(CONSIGNE 1):
Relevez, dans les enregistrements ci-dessous, chaque ligne qui contient le mot "horn".

(EXTRAIT À LIRE):
────────────────────
Les croisades : « des pélerinages armés prêchés par le Pape » (Jean Fiori, article Wikipédia).

1.    l'objectif des croisades est la reprise du contrôle par les chrétiens latins des lieux saints de Palestine, et notamment du tombeau du Christ (Saint Sépulcre) à Jérusalem.
    On peut observer sur les 2 cartes (carte 1 et carte 2) les itinéraires des 8 croisades entre 1095 et 1270. On pourra remarquer que la 4e croisade s'est arrêtée à Constantinople, avec le sac de la ville par les croisés, et que la 8e croisade s'est arrêtée à Tunis avec la mort du roi Louis IX (futur Saint-Louis).
    Le modèle de ces croisades a été fourni par la 1ère croisade, et le prêche de la croisade par le pape Urbain II au concile de Clermont en 1095 ("prendre la route du Saint Sépulcre et arracher la Terre Sainte à la nation impie"). Elles concernent essentiellement des Rois et des chevaliers, et prennent la forme d'expéditions militaires de conquête.
    Les raisons sont politiques :
    - récupération du contrôle politique des lieux saints
    - demande d'aide de l'empereur de Byzance face à l'avancée des Turcs seldjoukides vers l'Ouest. Une ambassade diligentée par l'Empereur (basileus) Alexis Comnène en mars 1095 sollicite "un secours contre les païens et pour la défense de la Sainte Eglise"
    - renforcer l'autorité du pape sur la chrétienté et sa capacité à détourner la violence des chevaliers vers les marges de la chrétienté
    et religieuses
    - une prétendue hostilité des musulmans (en réalité problématique, en tout cas jamais systématique)
    - la « guerre juste » (symétrique du « djihad » musulman) a été définie par St Augustin au IVe siècle. Elle est définie par l'Eglise comme une pénitence, à l'égale de l'aumône ou du pélerinage.
────────────────────
(LISTE DES ENREGISTREMENTS):
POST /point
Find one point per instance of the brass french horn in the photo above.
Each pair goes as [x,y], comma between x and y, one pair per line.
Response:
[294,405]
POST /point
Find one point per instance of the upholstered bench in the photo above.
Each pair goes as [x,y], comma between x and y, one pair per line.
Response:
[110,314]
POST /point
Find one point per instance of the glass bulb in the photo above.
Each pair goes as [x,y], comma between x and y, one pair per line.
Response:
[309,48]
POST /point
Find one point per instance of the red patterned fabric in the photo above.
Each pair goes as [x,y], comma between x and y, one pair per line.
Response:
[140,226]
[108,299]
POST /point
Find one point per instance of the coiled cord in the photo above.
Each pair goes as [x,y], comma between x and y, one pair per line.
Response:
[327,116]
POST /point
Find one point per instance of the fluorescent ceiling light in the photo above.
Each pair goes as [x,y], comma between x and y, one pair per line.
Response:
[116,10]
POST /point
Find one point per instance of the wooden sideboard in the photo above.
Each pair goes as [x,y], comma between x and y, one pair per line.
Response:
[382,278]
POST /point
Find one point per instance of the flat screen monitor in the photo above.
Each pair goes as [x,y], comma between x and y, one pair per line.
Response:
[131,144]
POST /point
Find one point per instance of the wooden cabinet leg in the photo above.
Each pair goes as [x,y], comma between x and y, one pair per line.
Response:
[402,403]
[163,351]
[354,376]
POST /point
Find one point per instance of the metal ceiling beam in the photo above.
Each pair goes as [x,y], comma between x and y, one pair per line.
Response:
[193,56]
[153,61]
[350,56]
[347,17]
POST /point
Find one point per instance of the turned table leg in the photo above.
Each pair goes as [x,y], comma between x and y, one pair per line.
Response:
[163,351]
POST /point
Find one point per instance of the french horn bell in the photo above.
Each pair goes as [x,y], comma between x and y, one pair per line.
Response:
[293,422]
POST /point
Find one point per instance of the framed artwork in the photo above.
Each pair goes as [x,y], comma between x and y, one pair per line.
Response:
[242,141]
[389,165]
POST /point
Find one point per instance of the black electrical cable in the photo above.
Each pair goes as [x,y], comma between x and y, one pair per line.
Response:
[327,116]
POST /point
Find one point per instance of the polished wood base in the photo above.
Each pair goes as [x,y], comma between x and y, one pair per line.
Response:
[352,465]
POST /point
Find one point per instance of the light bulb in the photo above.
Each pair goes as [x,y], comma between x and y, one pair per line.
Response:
────────────────────
(CONSIGNE 2):
Recopiez le passage de l'extrait sur les croisades compris entre les mots "Les raisons sont" et "cas jamais systématique)", inclus, en renommant "chevaliers" en "guerriers".

(RÉPONSE 1):
Find one point per instance of the brass french horn in the photo above.
Find one point per instance of the french horn bell in the photo above.

(RÉPONSE 2):
Les raisons sont politiques :
    - récupération du contrôle politique des lieux saints
    - demande d'aide de l'empereur de Byzance face à l'avancée des Turcs seldjoukides vers l'Ouest. Une ambassade diligentée par l'Empereur (basileus) Alexis Comnène en mars 1095 sollicite "un secours contre les païens et pour la défense de la Sainte Eglise"
    - renforcer l'autorité du pape sur la chrétienté et sa capacité à détourner la violence des guerriers vers les marges de la chrétienté
    et religieuses
    - une prétendue hostilité des musulmans (en réalité problématique, en tout cas jamais systématique)